## Exercise details
Reproduce every line of the listing below word for word, but leave the pictures out of your answer.

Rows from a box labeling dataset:
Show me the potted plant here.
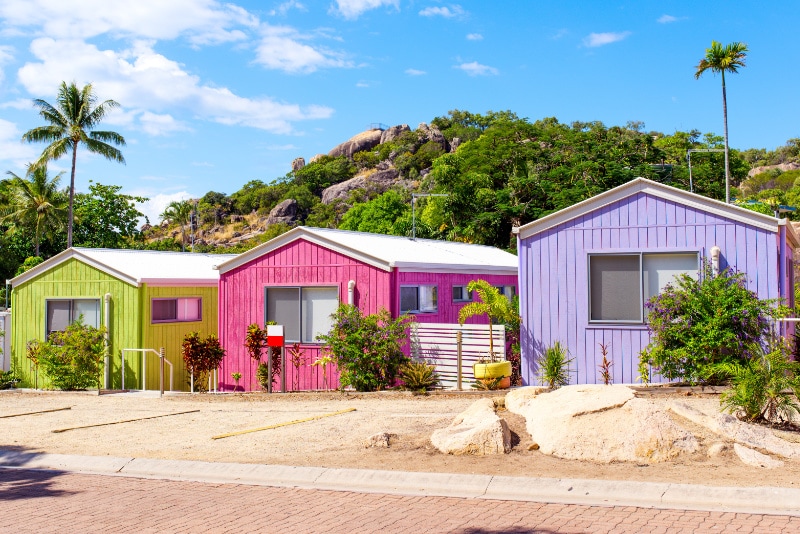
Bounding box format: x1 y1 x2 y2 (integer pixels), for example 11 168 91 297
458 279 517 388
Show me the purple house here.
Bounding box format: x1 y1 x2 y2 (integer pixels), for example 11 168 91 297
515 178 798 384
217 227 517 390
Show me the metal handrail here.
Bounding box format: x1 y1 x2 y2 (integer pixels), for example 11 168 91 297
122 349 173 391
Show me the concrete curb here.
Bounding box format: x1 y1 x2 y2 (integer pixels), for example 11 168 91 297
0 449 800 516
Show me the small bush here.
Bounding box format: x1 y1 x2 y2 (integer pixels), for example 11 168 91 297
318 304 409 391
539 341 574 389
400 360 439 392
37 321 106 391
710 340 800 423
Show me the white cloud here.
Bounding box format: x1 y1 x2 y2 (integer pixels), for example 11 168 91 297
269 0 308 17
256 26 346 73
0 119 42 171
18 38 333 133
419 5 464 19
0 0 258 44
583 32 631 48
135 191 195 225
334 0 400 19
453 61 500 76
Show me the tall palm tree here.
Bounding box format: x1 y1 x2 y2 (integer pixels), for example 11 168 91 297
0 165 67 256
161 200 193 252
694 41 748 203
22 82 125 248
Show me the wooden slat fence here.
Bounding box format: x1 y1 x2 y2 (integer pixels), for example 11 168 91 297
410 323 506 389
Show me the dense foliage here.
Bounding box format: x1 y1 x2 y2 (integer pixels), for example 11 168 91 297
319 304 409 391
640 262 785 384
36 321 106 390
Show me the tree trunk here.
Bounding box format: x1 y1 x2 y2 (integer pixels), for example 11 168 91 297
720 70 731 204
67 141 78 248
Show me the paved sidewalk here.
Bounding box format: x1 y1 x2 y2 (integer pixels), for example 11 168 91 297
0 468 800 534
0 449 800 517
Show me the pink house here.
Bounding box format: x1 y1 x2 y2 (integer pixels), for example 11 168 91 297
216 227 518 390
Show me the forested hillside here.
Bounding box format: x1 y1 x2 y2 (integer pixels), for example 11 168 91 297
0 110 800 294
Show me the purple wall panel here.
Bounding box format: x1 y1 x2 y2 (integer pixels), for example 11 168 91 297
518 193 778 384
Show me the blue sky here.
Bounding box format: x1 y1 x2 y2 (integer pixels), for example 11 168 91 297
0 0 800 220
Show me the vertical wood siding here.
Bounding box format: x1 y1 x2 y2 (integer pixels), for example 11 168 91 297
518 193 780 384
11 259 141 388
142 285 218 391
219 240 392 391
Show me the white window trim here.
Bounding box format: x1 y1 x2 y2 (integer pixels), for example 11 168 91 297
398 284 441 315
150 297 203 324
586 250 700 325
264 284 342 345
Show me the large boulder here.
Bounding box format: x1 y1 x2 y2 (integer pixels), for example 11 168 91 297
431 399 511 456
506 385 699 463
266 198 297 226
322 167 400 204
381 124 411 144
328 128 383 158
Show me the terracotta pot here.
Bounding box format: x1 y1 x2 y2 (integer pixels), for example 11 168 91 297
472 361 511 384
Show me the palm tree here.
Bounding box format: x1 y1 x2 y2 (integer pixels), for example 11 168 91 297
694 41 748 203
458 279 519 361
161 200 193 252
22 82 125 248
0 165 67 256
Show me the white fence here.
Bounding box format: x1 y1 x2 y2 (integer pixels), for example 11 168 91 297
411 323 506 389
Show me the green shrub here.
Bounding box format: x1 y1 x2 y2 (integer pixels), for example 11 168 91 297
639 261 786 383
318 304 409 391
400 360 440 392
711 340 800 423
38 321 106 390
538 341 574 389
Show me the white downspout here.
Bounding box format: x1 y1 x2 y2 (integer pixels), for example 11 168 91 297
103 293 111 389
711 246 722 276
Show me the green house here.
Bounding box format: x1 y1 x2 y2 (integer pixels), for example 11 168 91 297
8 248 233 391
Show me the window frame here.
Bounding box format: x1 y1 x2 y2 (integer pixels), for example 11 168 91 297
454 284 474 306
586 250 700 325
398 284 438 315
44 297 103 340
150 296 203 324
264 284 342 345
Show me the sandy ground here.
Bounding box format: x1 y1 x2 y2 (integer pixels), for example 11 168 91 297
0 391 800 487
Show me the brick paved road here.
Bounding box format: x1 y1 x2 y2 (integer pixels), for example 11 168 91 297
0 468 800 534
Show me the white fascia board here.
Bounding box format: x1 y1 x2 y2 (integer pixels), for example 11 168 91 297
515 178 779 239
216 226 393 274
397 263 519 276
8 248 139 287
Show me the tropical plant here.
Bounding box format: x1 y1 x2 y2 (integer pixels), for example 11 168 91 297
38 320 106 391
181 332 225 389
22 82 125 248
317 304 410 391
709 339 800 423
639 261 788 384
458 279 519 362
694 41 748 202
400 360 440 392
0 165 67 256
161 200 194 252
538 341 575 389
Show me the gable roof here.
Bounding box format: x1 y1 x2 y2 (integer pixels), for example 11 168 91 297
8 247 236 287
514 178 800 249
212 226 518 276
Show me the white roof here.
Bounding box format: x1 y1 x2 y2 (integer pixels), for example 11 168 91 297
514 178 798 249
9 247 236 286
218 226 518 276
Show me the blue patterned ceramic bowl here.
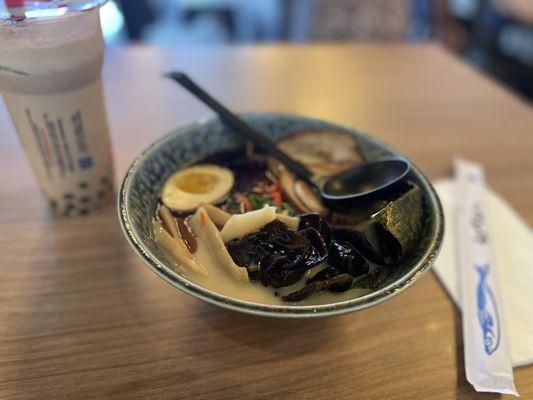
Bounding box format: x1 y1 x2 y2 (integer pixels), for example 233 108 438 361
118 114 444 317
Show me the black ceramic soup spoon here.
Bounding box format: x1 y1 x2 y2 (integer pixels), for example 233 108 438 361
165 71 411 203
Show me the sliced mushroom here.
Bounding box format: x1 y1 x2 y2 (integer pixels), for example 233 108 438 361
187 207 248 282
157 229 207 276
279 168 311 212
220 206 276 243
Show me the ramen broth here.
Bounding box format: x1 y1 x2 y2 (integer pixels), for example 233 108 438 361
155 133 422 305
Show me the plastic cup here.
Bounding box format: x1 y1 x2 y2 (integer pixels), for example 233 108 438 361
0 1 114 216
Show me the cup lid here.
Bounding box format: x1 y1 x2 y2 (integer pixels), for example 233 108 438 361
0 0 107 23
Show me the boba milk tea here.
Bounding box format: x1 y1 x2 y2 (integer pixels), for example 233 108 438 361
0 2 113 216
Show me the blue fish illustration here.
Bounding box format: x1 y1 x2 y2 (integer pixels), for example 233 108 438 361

## Solution for this problem
Show me the potted plant here.
Bounding box format: x1 y1 x2 y2 (integer pixels), for example 11 168 91 297
458 279 517 388
Show me the purple house here.
Bounding box format: x1 y1 x2 y2 (integer pixels), for example 11 168 91 297
515 178 798 384
217 227 517 390
Show me the metal handrail here.
Bounding box format: x1 y1 x2 y2 (integer pixels), for example 11 168 91 297
122 349 173 391
Show me the concrete curb here.
Bounding box format: x1 y1 x2 y2 (integer pixels), for example 11 168 91 297
0 449 800 516
Show me the small bush here.
Bounding box format: x1 y1 x2 y2 (integer pixels), for example 11 168 91 297
318 304 409 391
539 341 574 389
400 360 439 392
37 321 106 391
710 340 800 423
Show me the white cloud here.
Bounding box format: x1 y1 x2 y2 (integer pixels), for example 11 168 91 297
269 0 308 17
256 26 346 73
0 119 42 171
18 38 333 133
419 5 464 19
0 0 258 44
583 32 631 48
135 191 195 225
334 0 400 19
453 61 500 76
Show me the tall palm tree here.
Bounding box format: x1 y1 x2 y2 (integer pixels), for example 11 168 91 297
0 165 67 256
161 200 193 252
694 41 748 203
22 82 125 248
Show me the wooden slat fence here.
Bounding box format: x1 y1 x2 y2 (integer pixels), for example 11 168 91 297
410 323 506 389
Show me the dense foliage here.
Bounding box format: x1 y1 x2 y2 (integer pixels), for example 11 168 91 297
319 304 409 391
640 262 785 384
36 321 106 390
Show me the tree trunk here.
Bounding box format: x1 y1 x2 y2 (integer pixels), for example 11 168 91 297
720 70 731 204
67 141 78 248
Show me the paved sidewalk here.
Bounding box format: x1 y1 x2 y2 (integer pixels), for example 11 168 91 297
0 468 800 534
0 449 800 517
Show me the pink house here.
Bounding box format: x1 y1 x2 y2 (integer pixels), for example 11 168 91 297
216 227 518 390
Show me the forested hillside here.
Bounding box format: x1 y1 x2 y2 (integer pixels), for example 11 168 91 297
0 110 800 294
Show me the purple wall panel here.
Bounding box format: x1 y1 x2 y2 (integer pixels), for example 11 168 91 297
518 193 778 384
Show me the blue sky here.
Bounding box format: x1 y1 x2 y2 (integer pixels), for example 11 168 91 297
0 0 800 220
Show me the vertical wood siding here.
Bounding box format: x1 y1 x2 y2 (integer pixels), for example 11 168 91 297
518 193 780 384
11 259 141 388
142 285 218 391
219 240 392 391
Show me the white window trim here.
Bounding box format: x1 y1 x2 y2 (integer pixels), for example 11 168 91 297
398 284 441 315
150 297 203 324
586 250 700 325
264 284 342 345
Show me the large boulder here.
Bounding box format: x1 y1 x2 y2 (integer pixels), for example 11 168 91 297
431 399 511 456
506 385 699 463
266 198 297 226
322 167 400 204
381 124 411 144
328 128 383 158
Show me the terracotta pot here.
Bounding box format: x1 y1 x2 y2 (integer pixels), for example 11 168 91 297
472 361 511 384
Show me the palm tree here.
Bounding box format: x1 y1 x2 y2 (integer pixels), for example 11 168 91 297
694 41 748 203
458 279 519 361
161 200 193 252
22 82 125 248
0 165 67 256
Show me the white fence here.
Bounding box format: x1 y1 x2 y2 (integer pixels), for example 11 168 91 297
411 323 506 389
Show me the green shrub here.
Bounding box format: x1 y1 x2 y2 (integer pixels), for example 11 168 91 297
639 261 786 383
318 304 409 391
400 360 440 392
711 340 800 423
38 321 106 390
538 341 574 389
Show me the white downspout here.
Bounding box format: x1 y1 x2 y2 (integer pixels), for example 11 168 91 297
103 293 111 389
711 246 722 276
Show me the green house here.
Bounding box format: x1 y1 x2 y2 (integer pixels), for example 11 168 91 297
8 248 233 391
Show me the window frame here.
Bounding box format: x1 y1 x2 y2 (integer pixels), for example 11 168 91 297
454 284 474 306
586 250 700 325
398 284 438 315
44 297 103 340
150 296 203 324
264 284 342 345
Show me the sandy ground here.
Bounding box format: x1 y1 x2 y2 (integer pixels), for example 11 168 91 297
0 391 800 487
Show me the brick paved road here.
Bounding box format: x1 y1 x2 y2 (integer pixels), for example 11 168 91 297
0 468 800 534
Show me the white fascia board here.
Bounding box format: x1 y1 x2 y2 (integer pixels), for example 11 168 91 297
515 178 779 239
216 226 393 274
397 263 519 276
8 248 139 287
Show me the tropical plant here.
Bounding box format: x1 y1 x2 y2 (integer pixels), for example 11 168 91 297
38 320 106 391
181 332 225 389
22 82 125 248
317 304 410 391
709 339 800 423
639 261 788 384
458 279 519 362
694 41 748 202
400 360 440 392
0 165 67 256
161 200 194 252
538 341 575 389
Show me the gable roof here.
Bounding box format: x1 y1 x2 y2 (integer pixels), for example 11 168 91 297
8 247 236 287
514 178 800 249
212 226 518 276
Show me the white roof here.
Bounding box format: x1 y1 x2 y2 (integer pixels), for example 11 168 91 297
514 178 798 249
9 247 236 286
218 226 518 276
Show me the blue patterned ceramic bowl here.
Bounding box format: x1 y1 x2 y2 (integer pixels), for example 233 108 438 361
118 114 444 317
Show me the black ceramic soup spoon here.
Bounding box format: x1 y1 x2 y2 (integer pixels), for example 233 108 438 361
165 71 411 203
Show me the sliced mushroom here.
Bounding box format: x1 y1 x2 y2 (integer pixels), for example 233 108 438 361
187 207 248 282
157 229 207 276
279 168 311 212
220 206 276 243
Show me the ramen broth here.
Bounding box format: x1 y1 x2 y2 (integer pixels), for example 233 108 438 361
155 133 422 305
Show me the plastic cup here.
Bounding box format: x1 y1 x2 y2 (integer pixels), for example 233 108 438 361
0 1 114 216
Show me the cup lid here.
Bounding box format: x1 y1 x2 y2 (integer pixels), for example 233 108 438 361
0 0 107 23
Show me the boba milk tea here.
Bounding box format: x1 y1 x2 y2 (integer pixels), for example 233 108 438 361
0 2 113 216
Show me the blue fish illustration here.
Bounding box format: x1 y1 x2 y2 (integer pixels), for example 233 108 438 361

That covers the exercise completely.